§ PROMPT: Format the data between the lines holding "Each instance of the flowing" and "(1048, 248)", inclusive, as a Markdown table with a Row column numbering each row and a Line column giving the line, leaving out blank lines.

§ Dataset rows on where objects appear:
========================
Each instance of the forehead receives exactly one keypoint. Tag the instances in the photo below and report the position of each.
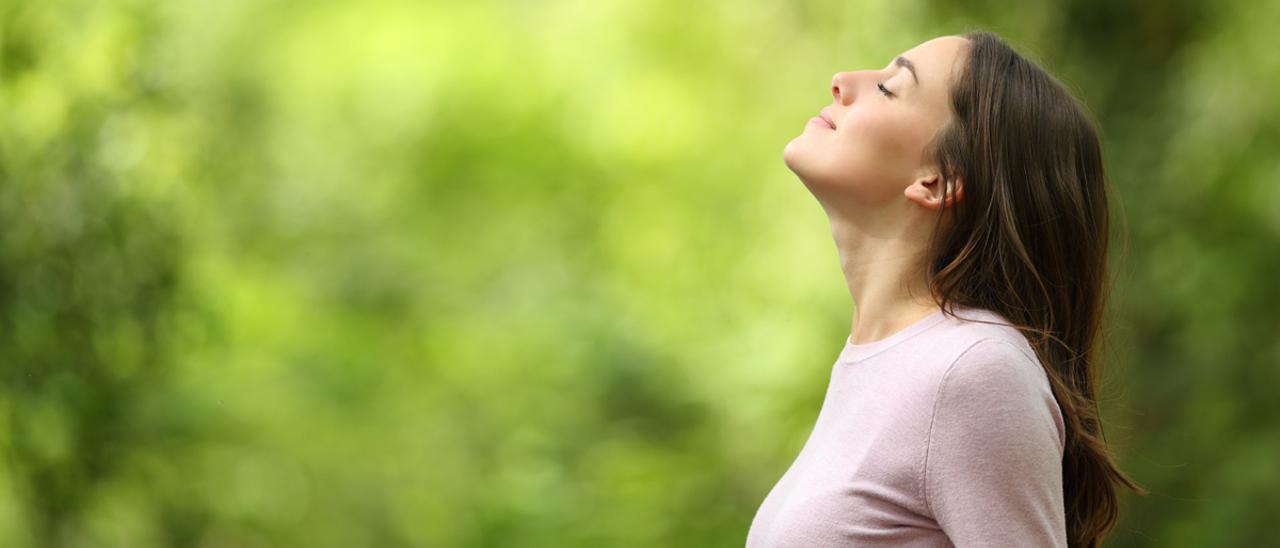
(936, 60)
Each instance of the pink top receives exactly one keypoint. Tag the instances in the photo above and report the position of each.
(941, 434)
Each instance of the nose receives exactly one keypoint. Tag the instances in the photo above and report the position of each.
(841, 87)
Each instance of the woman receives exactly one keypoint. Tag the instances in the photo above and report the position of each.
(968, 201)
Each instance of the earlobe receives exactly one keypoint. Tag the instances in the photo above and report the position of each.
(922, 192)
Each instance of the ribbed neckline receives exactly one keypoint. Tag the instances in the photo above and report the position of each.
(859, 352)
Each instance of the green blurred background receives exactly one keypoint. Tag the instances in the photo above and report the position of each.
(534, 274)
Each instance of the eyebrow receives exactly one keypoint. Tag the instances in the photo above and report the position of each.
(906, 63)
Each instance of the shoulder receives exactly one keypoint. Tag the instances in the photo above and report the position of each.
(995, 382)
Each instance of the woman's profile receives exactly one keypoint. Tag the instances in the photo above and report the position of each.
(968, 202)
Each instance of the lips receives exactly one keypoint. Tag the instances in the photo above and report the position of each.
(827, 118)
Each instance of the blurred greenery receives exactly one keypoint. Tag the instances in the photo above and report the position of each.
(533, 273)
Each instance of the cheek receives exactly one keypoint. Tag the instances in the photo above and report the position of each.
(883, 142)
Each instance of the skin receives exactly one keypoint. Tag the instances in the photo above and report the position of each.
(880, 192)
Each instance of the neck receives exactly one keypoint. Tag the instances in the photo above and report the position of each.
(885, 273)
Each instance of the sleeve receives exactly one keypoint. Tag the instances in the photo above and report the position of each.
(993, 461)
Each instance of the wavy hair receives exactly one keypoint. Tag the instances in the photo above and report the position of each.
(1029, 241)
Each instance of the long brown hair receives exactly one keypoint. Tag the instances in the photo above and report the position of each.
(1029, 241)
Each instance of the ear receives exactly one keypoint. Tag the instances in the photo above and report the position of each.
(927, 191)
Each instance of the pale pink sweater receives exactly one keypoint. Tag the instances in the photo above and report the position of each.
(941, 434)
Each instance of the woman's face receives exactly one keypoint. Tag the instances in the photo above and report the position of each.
========================
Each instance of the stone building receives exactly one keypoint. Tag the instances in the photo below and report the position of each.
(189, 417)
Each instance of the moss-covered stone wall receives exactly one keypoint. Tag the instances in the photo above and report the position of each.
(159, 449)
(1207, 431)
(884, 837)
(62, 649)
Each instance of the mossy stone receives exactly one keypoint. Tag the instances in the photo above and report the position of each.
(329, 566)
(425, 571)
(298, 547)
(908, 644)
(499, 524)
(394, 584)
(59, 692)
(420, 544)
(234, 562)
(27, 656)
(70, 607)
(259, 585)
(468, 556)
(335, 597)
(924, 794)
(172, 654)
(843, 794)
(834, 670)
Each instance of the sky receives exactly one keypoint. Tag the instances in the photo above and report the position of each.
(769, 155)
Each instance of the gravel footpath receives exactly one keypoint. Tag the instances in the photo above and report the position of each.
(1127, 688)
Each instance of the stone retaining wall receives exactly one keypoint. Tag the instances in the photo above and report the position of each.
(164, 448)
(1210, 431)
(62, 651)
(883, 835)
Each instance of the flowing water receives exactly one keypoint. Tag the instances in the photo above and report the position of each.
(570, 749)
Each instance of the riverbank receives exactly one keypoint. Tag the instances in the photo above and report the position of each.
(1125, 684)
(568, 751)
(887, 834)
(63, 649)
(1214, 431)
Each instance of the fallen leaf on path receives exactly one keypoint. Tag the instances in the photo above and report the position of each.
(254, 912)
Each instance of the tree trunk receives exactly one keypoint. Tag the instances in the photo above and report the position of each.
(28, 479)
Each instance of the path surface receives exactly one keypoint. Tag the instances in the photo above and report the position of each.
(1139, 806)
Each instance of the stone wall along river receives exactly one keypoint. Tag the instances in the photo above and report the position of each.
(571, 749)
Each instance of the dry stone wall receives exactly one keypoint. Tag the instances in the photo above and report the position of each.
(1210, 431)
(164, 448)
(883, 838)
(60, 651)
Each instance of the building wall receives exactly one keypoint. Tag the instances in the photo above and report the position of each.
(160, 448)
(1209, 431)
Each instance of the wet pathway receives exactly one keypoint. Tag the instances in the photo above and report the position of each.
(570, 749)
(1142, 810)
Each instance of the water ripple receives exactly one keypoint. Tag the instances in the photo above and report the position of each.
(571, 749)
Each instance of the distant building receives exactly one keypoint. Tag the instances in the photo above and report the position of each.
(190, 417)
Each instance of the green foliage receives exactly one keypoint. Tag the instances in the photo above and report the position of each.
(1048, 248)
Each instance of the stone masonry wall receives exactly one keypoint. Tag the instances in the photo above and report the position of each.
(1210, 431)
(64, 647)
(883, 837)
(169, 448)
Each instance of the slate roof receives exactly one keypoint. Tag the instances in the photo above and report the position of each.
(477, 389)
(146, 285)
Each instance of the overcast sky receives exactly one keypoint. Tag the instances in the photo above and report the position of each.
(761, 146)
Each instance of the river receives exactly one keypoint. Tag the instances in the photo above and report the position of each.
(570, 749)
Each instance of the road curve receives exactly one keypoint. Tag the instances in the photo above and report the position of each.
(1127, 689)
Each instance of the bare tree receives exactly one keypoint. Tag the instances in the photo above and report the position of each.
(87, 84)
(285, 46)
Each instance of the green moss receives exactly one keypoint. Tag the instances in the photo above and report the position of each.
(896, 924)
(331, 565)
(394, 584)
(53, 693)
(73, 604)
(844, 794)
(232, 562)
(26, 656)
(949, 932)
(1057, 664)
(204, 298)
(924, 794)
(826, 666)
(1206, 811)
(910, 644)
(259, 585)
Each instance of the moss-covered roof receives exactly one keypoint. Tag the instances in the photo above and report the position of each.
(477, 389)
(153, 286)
========================
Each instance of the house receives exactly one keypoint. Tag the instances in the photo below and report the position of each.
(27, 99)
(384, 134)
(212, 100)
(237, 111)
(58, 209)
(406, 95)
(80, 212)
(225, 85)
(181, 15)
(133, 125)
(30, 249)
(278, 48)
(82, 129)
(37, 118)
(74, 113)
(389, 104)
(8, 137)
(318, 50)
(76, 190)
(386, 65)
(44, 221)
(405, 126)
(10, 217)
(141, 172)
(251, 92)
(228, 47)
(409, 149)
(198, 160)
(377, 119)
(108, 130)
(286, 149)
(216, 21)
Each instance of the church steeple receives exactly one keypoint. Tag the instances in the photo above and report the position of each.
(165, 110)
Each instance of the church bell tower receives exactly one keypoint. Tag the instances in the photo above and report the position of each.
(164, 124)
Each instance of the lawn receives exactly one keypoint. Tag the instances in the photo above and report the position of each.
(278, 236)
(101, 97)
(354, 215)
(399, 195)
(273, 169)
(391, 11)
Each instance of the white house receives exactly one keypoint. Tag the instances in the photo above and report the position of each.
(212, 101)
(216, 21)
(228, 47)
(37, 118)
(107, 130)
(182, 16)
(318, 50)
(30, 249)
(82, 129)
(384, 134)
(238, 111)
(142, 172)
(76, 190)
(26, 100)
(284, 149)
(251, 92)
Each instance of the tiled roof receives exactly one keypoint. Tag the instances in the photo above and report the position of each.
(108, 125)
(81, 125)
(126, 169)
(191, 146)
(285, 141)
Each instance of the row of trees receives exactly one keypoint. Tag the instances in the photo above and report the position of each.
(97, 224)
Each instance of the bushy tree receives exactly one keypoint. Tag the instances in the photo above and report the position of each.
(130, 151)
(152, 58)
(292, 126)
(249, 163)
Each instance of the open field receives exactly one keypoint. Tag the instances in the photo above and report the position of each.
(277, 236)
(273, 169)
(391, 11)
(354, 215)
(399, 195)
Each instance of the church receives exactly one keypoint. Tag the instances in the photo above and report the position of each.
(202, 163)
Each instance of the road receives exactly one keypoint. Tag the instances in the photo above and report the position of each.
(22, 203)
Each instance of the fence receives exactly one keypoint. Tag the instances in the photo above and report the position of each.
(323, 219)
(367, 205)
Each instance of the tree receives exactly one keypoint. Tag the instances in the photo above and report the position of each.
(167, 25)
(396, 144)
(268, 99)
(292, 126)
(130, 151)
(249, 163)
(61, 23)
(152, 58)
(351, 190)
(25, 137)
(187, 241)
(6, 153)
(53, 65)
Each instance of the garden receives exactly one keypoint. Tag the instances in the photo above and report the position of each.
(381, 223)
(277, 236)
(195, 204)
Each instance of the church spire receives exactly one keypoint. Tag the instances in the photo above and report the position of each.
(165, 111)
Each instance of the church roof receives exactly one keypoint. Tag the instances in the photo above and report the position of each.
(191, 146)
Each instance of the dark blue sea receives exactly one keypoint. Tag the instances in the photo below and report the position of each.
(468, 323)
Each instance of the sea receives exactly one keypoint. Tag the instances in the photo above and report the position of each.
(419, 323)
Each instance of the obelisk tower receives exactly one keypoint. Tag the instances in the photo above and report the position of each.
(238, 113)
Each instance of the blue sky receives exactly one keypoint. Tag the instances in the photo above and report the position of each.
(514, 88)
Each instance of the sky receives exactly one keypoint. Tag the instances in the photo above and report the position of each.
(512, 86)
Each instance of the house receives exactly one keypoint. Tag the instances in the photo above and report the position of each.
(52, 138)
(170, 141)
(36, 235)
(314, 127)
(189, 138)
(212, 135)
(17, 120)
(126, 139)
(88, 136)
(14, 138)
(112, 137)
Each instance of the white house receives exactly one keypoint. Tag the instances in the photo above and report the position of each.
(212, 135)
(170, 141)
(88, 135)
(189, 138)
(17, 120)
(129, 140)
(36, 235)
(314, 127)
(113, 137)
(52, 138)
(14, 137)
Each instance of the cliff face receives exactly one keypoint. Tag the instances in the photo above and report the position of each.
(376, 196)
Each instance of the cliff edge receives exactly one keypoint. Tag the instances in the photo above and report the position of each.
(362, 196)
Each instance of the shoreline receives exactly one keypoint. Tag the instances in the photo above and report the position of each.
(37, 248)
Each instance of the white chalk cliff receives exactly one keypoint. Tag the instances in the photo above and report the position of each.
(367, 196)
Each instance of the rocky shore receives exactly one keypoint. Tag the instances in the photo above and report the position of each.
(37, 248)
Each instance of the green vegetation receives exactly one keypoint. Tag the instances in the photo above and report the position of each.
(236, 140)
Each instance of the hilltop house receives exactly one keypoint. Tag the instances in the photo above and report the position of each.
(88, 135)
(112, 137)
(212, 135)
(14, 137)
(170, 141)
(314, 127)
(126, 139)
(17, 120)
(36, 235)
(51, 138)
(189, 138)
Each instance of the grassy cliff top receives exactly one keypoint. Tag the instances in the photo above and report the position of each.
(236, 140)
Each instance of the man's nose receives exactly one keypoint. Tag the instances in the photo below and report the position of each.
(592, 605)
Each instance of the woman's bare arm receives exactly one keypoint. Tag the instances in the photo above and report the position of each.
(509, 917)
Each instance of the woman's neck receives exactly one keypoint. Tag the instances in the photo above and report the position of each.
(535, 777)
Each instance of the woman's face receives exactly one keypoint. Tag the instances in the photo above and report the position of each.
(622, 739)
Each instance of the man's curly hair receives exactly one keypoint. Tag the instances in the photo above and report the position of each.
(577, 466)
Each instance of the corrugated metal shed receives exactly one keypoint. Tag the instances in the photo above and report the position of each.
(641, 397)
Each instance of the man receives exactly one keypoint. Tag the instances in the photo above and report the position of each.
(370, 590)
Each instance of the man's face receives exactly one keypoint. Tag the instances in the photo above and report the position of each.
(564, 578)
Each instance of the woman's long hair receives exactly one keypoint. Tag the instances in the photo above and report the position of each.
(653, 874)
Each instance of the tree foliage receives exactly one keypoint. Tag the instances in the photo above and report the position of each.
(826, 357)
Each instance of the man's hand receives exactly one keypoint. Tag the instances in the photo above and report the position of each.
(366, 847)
========================
§ IN RESPONSE:
| Row | Line |
|---|---|
| 1 | Each instance of the flowing water receives exactly one keypoint. Tag the instances in the photo above and report the position of each. |
| 2 | (570, 749) |
| 3 | Each instance of the riverbank receives exactly one keypoint. Tag the instances in the photo above and report the position of each. |
| 4 | (1125, 684) |
| 5 | (568, 751) |
| 6 | (887, 834) |
| 7 | (63, 649) |
| 8 | (1214, 431) |
| 9 | Each instance of the fallen leaf on path receives exactly one keypoint. Tag the instances in the photo above and report the position of each. |
| 10 | (254, 912) |
| 11 | Each instance of the tree trunk receives exactly one keypoint. Tag the instances in the photo above and report the position of each. |
| 12 | (28, 479) |
| 13 | Each instance of the path surface receives exactly one keypoint. Tag the instances in the photo above and report the position of each. |
| 14 | (1139, 806) |
| 15 | Each instance of the stone wall along river receives exactly one keypoint. Tag the instances in the photo above and report the position of each. |
| 16 | (571, 749) |
| 17 | Each instance of the dry stone wall receives exactly one keypoint. Tag the instances in the photo above and report the position of each. |
| 18 | (1210, 431) |
| 19 | (164, 448) |
| 20 | (883, 838) |
| 21 | (60, 651) |
| 22 | Each instance of the building wall receives exactly one keypoint. Tag the instances in the photo above and report the position of each. |
| 23 | (160, 448) |
| 24 | (1209, 431) |
| 25 | Each instance of the wet pathway receives exactly one keypoint. Tag the instances in the photo above and report the position of each. |
| 26 | (570, 749) |
| 27 | (1142, 810) |
| 28 | Each instance of the water ripple receives exactly one keypoint. Tag the instances in the photo above and report the position of each. |
| 29 | (571, 749) |
| 30 | Each instance of the distant building receives exactly one keypoint. Tag the instances in the photo above and report the position of each. |
| 31 | (190, 417) |
| 32 | Each instance of the green foliage receives exactly one keypoint. Tag the instances in the photo above and report the position of each. |
| 33 | (1048, 248) |